— Check your understanding —
a. According to the SARS-CoV-2 abstract, why did the researchers study the viral dynamics and immune response of SARS-CoV-2 infection?
b. Quote everything in the SARS-CoV-2 abstract from "METHODS: We evaluated" down to "and immune markers.".
c. In the SARS-CoV-2 abstract, how many patients had a positive viral culture from respiratory samples?

— Document section —
▬▬▬▬▬▬
Clin Infect Dis. 2020 Aug 28:ciaa1280. doi: 10.1093/cid/ciaa1280. Online ahead of print.
BACKGROUND: Key knowledge gaps remain in the understanding of viral dynamics and immune response of SARS-CoV-2 infection.
METHODS: We evaluated these characteristics and established their association with clinical severity in a prospective observational cohort study of 100 patients with PCR-confirmed SARS-CoV-2 infection (mean age 46 years, 56% male, 38% with comorbidities). Respiratory samples (n=74) were collected for viral culture, serum samples for measurement of IgM/IgG levels (n=30), and plasma samples for levels of inflammatory cytokines and chemokines (n=81). Disease severity was correlated with results from viral culture, serologic testing, and immune markers.
RESULTS: 57 (57%) patients developed viral pneumonia, of whom 20 (20%) required supplemental oxygen including 12 (12%) invasive mechanical ventilation. Viral culture from respiratory samples was positive for 19 of 74 patients (26%). No virus was isolated when the PCR cycle threshold (Ct) value was >30 or >14 days after symptom onset. Seroconversion occurred at a median of 12.5 days (IQR 9-18) for IgM and 15.0 days (IQR 12-20) for IgG; 54/62 patients (87.1%) sampled at day 14 or later seroconverted. Severe infections were associated with earlier seroconversion and higher peak IgM and IgG levels. Levels of IP-10, HGF, IL-6, MCP-1, MIP-1α, IL-12p70, IL-18, VEGF-A, PDGF-BB and IL-1RA significantly correlated with disease severity.
▬▬▬▬▬▬
— Recorded data —
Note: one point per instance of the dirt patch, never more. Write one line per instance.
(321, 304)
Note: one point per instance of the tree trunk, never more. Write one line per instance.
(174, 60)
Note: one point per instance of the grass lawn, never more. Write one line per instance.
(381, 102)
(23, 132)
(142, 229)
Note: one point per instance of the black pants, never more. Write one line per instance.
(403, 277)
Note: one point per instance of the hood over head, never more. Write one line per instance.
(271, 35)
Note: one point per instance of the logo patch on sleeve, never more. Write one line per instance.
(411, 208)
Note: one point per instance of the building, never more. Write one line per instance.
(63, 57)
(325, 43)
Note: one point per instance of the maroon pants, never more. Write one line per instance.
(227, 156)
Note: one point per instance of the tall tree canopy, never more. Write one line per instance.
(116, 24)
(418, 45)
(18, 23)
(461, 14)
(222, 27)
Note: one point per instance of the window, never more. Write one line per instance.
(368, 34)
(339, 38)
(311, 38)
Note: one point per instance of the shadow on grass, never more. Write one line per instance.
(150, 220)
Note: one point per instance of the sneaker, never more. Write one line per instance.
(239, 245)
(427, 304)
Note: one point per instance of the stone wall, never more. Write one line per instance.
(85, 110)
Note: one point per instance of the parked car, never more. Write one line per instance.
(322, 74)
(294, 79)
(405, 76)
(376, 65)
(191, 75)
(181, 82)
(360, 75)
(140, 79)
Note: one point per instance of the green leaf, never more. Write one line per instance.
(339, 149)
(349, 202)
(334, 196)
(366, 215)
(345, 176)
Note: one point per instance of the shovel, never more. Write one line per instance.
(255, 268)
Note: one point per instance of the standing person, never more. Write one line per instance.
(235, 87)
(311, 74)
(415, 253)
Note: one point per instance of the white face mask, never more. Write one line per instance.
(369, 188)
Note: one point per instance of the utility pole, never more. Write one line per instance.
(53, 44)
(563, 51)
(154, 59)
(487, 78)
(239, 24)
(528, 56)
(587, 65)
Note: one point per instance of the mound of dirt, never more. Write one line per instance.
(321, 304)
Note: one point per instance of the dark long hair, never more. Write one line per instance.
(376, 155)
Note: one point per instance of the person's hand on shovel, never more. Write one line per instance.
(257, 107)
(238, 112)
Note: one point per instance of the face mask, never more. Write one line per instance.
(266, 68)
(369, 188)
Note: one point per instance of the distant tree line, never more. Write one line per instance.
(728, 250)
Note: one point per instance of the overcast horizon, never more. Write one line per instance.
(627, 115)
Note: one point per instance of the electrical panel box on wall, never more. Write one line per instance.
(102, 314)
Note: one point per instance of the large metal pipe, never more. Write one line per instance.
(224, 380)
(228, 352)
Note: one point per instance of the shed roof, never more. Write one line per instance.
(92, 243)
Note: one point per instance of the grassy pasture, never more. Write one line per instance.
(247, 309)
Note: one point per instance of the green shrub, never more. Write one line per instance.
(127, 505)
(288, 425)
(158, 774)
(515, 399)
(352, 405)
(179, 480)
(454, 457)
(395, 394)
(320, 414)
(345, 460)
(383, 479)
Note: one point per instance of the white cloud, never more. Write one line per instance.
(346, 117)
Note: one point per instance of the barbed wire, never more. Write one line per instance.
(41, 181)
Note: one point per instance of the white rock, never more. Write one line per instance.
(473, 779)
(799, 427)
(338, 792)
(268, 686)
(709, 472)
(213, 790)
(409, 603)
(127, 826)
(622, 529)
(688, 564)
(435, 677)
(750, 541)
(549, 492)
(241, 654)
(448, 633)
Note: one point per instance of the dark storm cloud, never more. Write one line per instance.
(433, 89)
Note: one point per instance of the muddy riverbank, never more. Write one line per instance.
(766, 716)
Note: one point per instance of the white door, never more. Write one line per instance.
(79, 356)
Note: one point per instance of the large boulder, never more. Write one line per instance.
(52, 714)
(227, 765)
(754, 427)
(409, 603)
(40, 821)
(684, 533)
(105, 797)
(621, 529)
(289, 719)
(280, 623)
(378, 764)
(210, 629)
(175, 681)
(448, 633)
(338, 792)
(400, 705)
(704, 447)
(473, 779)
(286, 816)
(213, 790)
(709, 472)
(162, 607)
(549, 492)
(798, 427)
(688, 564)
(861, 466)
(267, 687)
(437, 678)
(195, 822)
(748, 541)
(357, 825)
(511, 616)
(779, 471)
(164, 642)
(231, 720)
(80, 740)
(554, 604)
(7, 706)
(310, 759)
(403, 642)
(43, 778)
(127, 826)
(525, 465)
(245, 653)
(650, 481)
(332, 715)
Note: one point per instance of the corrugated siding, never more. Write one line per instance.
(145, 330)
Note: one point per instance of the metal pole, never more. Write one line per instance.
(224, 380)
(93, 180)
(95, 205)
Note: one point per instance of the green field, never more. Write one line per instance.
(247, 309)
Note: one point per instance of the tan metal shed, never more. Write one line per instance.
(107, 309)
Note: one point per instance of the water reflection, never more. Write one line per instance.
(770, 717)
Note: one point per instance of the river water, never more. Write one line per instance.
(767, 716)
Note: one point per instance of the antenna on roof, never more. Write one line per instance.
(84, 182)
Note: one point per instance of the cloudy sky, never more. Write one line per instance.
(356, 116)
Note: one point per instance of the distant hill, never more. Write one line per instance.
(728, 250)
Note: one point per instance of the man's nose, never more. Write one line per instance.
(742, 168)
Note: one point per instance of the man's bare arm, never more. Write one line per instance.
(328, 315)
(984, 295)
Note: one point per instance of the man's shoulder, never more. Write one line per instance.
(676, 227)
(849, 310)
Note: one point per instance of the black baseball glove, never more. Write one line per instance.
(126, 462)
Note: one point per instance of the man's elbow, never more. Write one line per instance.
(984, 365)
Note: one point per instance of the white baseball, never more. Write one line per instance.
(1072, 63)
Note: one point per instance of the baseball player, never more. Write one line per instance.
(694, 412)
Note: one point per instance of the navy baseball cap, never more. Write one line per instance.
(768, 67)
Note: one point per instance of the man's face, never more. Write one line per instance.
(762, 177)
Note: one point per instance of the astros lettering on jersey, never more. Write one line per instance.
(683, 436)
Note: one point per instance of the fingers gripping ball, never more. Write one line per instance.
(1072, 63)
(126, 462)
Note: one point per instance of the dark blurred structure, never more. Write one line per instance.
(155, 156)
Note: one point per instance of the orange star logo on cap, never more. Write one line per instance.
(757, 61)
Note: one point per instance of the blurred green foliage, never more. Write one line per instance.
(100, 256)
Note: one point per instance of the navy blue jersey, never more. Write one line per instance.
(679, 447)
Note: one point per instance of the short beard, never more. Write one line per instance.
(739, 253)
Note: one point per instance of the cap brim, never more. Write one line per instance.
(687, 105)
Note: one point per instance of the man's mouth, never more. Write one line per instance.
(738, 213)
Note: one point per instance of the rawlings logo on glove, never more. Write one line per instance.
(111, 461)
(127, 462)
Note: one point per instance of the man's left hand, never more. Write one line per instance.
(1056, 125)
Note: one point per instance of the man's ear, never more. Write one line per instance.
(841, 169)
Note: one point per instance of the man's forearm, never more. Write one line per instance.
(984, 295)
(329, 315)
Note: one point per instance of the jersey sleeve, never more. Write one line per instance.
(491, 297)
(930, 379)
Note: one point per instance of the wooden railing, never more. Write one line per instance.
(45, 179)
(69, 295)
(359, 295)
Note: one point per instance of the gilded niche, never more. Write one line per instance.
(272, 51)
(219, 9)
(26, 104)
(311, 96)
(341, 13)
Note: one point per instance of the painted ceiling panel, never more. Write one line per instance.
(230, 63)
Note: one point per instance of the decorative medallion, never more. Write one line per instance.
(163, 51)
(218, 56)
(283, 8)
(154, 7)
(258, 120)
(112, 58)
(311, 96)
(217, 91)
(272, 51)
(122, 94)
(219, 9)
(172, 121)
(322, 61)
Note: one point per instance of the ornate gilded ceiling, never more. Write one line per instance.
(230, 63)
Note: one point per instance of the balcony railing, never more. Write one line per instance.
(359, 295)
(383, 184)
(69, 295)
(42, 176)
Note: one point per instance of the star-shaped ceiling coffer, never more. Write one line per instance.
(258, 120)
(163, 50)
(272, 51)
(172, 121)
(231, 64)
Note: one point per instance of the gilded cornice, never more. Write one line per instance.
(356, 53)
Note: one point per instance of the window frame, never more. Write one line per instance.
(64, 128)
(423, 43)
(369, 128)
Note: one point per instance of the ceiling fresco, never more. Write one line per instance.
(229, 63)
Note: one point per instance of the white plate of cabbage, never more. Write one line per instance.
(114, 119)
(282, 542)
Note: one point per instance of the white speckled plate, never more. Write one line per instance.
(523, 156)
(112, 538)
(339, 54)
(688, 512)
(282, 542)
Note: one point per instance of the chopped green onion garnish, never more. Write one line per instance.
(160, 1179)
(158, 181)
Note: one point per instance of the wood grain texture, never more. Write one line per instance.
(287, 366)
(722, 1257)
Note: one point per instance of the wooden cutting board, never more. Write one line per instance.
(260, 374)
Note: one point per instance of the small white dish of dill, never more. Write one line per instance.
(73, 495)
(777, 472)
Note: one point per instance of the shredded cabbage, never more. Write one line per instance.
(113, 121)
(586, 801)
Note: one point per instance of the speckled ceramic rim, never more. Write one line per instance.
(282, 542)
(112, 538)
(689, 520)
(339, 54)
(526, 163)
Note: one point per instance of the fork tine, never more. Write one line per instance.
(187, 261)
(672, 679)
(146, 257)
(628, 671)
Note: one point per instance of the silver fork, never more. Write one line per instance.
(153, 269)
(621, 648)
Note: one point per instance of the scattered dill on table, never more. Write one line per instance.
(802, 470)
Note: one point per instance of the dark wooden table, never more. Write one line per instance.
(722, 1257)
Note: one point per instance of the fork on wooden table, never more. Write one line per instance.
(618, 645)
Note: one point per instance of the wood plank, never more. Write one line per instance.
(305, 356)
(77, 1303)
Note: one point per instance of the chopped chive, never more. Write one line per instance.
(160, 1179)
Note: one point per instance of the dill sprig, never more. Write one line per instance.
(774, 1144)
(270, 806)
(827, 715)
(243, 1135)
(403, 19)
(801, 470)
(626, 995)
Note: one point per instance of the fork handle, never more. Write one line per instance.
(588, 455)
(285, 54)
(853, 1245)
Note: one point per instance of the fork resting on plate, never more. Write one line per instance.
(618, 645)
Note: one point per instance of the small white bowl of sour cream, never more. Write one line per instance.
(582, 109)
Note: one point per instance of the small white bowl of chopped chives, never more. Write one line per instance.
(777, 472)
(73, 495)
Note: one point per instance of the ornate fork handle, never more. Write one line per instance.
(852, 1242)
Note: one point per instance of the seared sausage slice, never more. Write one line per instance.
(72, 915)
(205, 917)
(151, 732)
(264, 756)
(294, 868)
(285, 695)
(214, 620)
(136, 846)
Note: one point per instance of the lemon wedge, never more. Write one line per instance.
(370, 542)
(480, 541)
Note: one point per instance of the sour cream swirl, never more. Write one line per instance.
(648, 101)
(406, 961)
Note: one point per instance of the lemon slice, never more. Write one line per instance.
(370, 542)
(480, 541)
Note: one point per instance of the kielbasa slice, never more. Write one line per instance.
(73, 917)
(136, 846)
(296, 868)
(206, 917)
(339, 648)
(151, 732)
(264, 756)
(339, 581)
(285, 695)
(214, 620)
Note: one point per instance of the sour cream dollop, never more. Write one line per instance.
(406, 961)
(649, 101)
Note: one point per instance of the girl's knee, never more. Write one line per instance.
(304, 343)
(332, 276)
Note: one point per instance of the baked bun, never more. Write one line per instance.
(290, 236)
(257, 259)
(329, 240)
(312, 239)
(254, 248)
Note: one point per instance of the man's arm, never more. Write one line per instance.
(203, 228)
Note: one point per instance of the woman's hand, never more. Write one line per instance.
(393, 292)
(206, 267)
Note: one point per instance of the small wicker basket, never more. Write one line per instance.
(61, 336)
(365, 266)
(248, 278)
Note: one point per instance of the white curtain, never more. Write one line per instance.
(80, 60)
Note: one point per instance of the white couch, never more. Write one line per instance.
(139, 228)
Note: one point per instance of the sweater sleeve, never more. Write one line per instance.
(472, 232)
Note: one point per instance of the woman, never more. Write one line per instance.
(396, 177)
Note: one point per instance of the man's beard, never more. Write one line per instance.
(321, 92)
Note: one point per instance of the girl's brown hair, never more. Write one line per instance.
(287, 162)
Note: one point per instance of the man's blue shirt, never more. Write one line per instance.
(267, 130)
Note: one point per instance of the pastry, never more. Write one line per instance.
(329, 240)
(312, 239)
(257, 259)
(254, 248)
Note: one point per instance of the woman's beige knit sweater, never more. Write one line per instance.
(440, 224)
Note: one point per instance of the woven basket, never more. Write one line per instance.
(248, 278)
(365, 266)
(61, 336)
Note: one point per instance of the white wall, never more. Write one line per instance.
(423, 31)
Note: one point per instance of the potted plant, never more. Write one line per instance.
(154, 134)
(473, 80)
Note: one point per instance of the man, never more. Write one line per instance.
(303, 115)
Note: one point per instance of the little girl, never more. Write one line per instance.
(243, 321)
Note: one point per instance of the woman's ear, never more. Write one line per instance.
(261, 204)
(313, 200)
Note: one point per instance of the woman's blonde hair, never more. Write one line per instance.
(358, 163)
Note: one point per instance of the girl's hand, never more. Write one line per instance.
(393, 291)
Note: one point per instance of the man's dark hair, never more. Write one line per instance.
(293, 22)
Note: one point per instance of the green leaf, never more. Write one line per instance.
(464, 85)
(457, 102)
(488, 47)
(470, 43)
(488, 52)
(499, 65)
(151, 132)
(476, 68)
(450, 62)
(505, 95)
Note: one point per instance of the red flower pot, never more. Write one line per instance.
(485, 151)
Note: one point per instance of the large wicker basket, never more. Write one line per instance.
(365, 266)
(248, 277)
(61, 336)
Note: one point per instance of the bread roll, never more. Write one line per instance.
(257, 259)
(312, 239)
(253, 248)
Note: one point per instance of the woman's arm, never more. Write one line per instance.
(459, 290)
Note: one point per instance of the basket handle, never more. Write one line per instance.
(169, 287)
▬▬▬▬▬▬
— Responses by item number —
a. They studied them because key gaps remained in understanding the viral dynamics and immune response of SARS-CoV-2 infection.

b.
METHODS: We evaluated these characteristics and established their association with clinical severity in a prospective observational cohort study of 100 patients with PCR-confirmed SARS-CoV-2 infection (mean age 46 years, 56% male, 38% with comorbidities). Respiratory samples (n=74) were collected for viral culture, serum samples for measurement of IgM/IgG levels (n=30), and plasma samples for levels of inflammatory cytokines and chemokines (n=81). Disease severity was correlated with results from viral culture, serologic testing, and immune markers.

c. 19 of 74 patients (26%).